____ Stored data

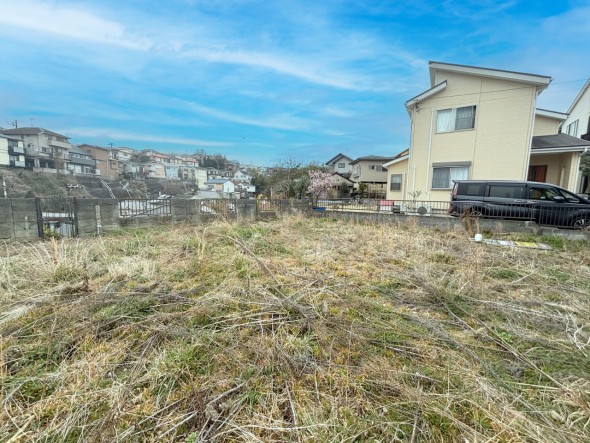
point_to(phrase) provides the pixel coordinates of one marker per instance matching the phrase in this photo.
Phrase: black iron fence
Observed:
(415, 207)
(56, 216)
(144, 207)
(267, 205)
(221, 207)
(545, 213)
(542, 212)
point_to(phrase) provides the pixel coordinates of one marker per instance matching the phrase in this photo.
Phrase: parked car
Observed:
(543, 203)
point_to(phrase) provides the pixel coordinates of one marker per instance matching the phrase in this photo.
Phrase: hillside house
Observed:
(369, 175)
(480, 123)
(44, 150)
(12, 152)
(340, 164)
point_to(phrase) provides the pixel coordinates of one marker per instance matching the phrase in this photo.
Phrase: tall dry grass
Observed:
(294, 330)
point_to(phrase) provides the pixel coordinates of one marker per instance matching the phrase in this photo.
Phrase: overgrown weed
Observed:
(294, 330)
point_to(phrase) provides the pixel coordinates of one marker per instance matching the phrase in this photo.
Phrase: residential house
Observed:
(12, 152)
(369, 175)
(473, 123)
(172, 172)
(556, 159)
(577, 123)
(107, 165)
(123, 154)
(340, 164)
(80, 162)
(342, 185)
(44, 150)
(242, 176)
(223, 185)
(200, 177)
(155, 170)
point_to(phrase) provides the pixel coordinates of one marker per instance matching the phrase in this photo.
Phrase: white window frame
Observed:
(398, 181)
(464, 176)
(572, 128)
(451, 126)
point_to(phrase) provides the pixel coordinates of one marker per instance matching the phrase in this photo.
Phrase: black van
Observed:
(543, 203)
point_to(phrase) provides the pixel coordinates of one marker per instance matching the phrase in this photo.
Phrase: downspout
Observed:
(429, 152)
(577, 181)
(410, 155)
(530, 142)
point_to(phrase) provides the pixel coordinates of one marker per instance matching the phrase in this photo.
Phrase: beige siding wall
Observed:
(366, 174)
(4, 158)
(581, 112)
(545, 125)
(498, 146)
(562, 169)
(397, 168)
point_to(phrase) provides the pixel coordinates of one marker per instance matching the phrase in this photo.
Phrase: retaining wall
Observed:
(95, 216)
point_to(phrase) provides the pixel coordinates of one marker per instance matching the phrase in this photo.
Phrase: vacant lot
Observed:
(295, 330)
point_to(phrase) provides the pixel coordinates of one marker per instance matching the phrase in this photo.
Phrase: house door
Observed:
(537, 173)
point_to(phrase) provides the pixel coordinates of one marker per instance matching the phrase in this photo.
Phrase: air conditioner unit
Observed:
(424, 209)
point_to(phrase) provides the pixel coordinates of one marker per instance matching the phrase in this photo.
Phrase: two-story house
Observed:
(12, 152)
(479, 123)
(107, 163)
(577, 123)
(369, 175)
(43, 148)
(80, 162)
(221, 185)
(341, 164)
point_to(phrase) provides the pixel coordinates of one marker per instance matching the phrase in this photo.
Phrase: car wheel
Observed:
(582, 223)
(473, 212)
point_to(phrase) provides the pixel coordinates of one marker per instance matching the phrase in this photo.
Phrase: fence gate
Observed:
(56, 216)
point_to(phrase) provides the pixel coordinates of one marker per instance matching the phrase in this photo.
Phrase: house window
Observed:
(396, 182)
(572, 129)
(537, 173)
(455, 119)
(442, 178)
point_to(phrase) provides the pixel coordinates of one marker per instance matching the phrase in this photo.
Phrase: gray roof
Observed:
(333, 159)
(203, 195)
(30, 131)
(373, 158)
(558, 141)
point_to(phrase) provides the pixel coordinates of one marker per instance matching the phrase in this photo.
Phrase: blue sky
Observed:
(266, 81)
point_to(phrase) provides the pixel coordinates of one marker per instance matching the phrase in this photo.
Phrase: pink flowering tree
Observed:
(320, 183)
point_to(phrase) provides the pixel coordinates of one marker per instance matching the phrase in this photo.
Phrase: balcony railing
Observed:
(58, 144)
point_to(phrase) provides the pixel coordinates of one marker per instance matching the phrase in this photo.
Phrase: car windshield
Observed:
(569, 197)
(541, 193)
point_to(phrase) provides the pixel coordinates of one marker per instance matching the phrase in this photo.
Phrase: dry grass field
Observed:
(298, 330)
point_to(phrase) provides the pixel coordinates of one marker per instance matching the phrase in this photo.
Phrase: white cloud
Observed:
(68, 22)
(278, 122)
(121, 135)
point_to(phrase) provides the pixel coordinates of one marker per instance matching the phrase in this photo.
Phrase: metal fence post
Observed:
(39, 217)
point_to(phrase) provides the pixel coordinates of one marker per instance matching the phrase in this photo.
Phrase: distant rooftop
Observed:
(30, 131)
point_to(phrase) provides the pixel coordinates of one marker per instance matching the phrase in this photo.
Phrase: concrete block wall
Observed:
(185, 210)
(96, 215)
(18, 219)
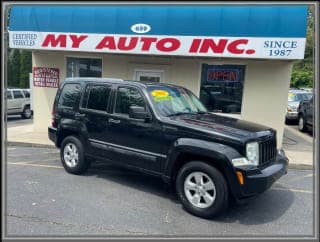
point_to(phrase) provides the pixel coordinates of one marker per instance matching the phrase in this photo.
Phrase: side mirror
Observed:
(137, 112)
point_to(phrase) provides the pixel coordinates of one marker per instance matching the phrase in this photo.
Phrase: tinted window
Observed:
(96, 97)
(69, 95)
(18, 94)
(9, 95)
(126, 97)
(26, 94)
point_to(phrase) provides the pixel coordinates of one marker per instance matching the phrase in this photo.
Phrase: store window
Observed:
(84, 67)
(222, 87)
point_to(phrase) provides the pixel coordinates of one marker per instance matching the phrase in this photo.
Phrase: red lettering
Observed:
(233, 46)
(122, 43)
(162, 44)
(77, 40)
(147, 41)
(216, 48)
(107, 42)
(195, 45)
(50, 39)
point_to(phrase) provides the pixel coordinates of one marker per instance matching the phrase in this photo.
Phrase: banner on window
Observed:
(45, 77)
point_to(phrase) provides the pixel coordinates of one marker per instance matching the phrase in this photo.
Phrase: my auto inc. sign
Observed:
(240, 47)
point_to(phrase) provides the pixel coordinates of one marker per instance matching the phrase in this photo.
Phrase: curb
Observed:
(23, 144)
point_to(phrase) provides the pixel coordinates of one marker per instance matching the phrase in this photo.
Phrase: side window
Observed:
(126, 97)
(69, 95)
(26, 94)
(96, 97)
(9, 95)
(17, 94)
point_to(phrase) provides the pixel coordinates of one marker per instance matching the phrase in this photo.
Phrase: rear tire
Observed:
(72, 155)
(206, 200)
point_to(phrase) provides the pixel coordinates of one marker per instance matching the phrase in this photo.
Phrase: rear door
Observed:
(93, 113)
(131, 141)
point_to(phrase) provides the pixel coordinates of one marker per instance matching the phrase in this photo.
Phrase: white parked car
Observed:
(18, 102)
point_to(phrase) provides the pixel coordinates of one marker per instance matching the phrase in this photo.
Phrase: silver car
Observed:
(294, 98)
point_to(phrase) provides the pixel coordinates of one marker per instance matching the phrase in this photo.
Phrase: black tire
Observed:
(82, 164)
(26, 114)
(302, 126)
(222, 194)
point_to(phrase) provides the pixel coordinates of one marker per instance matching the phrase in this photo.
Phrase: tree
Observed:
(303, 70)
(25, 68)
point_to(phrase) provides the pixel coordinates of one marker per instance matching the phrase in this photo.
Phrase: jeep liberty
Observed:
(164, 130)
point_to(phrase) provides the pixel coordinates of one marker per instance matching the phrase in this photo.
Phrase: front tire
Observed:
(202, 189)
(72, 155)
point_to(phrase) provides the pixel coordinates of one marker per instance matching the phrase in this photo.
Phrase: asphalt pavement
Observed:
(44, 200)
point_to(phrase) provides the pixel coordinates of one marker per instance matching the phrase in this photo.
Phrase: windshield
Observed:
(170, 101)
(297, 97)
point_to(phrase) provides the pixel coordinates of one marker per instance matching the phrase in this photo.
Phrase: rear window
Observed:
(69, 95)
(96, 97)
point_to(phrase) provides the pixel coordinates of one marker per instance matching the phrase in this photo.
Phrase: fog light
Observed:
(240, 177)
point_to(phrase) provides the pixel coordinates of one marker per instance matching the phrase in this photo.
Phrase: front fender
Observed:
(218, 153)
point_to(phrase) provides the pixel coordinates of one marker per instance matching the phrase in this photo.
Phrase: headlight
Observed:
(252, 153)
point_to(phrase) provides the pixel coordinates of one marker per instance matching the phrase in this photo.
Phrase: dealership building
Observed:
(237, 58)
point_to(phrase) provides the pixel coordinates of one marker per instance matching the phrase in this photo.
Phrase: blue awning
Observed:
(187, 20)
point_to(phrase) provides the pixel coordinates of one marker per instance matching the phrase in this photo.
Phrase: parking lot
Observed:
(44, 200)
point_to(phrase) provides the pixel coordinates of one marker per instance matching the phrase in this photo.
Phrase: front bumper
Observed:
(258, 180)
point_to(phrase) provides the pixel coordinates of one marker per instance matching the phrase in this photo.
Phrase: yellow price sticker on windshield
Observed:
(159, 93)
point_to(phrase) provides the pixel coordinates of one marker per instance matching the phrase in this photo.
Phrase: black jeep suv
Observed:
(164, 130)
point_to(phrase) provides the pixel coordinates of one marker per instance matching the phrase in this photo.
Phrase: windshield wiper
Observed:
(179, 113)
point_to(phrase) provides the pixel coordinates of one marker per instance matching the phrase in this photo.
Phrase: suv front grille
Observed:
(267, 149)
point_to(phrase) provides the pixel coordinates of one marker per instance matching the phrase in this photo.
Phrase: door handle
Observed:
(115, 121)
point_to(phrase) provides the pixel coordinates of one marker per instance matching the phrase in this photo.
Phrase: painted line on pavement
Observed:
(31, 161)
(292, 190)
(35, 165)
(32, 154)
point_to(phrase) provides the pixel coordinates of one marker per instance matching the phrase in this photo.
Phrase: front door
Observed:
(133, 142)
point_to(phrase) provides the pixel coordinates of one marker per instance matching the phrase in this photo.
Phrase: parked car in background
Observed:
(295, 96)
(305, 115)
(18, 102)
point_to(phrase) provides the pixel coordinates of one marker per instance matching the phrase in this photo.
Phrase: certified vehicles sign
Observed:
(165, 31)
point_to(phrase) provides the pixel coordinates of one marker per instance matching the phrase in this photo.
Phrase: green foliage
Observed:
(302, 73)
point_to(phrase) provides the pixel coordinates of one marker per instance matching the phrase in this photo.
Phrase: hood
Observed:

________

▶ _What needs to be done_:
The required output is the exact run of lines from the start of the records through the line containing "Phrase: beige siding wall", both ends included, with no pictures.

▶ _Solved exercise_:
point_to(phrase) provides the pixel coordinates of one marker per instance matching the phrase in this photo.
Phrase: black iron fence
Observed:
(415, 207)
(56, 216)
(144, 207)
(267, 205)
(221, 207)
(545, 213)
(542, 212)
point_to(phrase) provides the pixel coordinates of one marker per instance matching the phrase in this photo.
Phrase: parked car
Observed:
(543, 203)
point_to(phrase) provides the pixel coordinates of one marker per instance matching the phrase in this photo.
Phrase: hillside house
Observed:
(369, 175)
(480, 123)
(44, 150)
(12, 152)
(340, 164)
point_to(phrase) provides the pixel coordinates of one marker per instance matching the phrase in this photo.
Phrase: tall dry grass
Observed:
(294, 330)
point_to(phrase) provides the pixel coordinates of one marker per instance matching the phrase in this photo.
Phrase: overgrown weed
Observed:
(294, 330)
point_to(phrase) provides the pixel coordinates of one marker per instance matching the phrase in this photo.
Phrase: residential house
Observed:
(12, 152)
(369, 175)
(473, 123)
(172, 172)
(556, 159)
(577, 123)
(107, 165)
(123, 154)
(340, 164)
(80, 162)
(342, 185)
(44, 150)
(242, 176)
(223, 185)
(200, 177)
(155, 170)
point_to(phrase) provides the pixel coordinates of one marker per instance matching the phrase in this photo.
Phrase: white window frame
Observed:
(398, 181)
(464, 176)
(572, 128)
(451, 126)
point_to(phrase) provides the pixel coordinates of one marker per instance matching the phrase in this photo.
Phrase: black van
Observed:
(543, 203)
point_to(phrase) provides the pixel coordinates of one marker per instance matching the phrase in this photo.
Phrase: downspout
Observed:
(429, 152)
(577, 181)
(410, 155)
(530, 142)
point_to(phrase) provides the pixel coordinates of one marker per instance matching the phrase in this photo.
Phrase: beige siding wall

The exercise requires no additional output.